_ASSIGNED TASK 1_
Answer these questions from the QIIME 2 troubleshooting notes:
(a) Which Phred offset does it give for modern Illumina data?
(b) What does it say EMP data needs?
(c) According to it, what is a .qzv for?
_ASSIGNED TASK 2_
Copy word for word the passage of the QIIME 2 troubleshooting notes starting at "Trigger: Phred64V2 on" and ending at "EMPPairedEndSequences + qiime demux.".

_EXTRACTED TEXT_
=== Section Start ===

Trigger: Phred64V2 on modern Illumina, V1-vs-V2 manifest confusion, relative paths, or SampleData[...] for still-multiplexed EMP data. Mechanism: the Phred offset is baked into the format name and is applied without checking. Symptom: silently mis-decoded quality scores, or an import that "works" but demux summarize shows garbage qualities. Fix: modern Illumina = Phred33; V2 TSV manifests with absolute paths; qiime demux summarize immediately after import; EMP data needs EMPPairedEndSequences + qiime demux.

A .qzv treated as data

Trigger: trying to feed a .qzv into the next action. Mechanism: a Visualizer's output is terminal by the framework's type contract. Symptom: the action will not accept it as an input. Fix: keep and feed the .qza the Visualizer was MADE from; a .qzv is for viewing only (browser or view.qiime2.org).

=== Section End ===

_DATA LISTING_
=== Section Start ===

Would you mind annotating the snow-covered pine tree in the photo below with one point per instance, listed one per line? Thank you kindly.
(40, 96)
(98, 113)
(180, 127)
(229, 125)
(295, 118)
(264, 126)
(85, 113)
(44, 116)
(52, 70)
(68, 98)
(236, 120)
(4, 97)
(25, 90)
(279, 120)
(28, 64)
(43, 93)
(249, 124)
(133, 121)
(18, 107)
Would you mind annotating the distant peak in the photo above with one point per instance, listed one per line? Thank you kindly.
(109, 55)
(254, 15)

=== Section End ===

_RESPONSE AREA 1_
(a) Phred33.
(b) EMPPairedEndSequences + qiime demux.
(c) Viewing only, in a browser or at view.qiime2.org.

_RESPONSE AREA 2_
Trigger: Phred64V2 on modern Illumina, V1-vs-V2 manifest confusion, relative paths, or SampleData[...] for still-multiplexed EMP data. Mechanism: the Phred offset is baked into the format name and is applied without checking. Symptom: silently mis-decoded quality scores, or an import that "works" but demux summarize shows garbage qualities. Fix: modern Illumina = Phred33; V2 TSV manifests with absolute paths; qiime demux summarize immediately after import; EMP data needs EMPPairedEndSequences + qiime demux.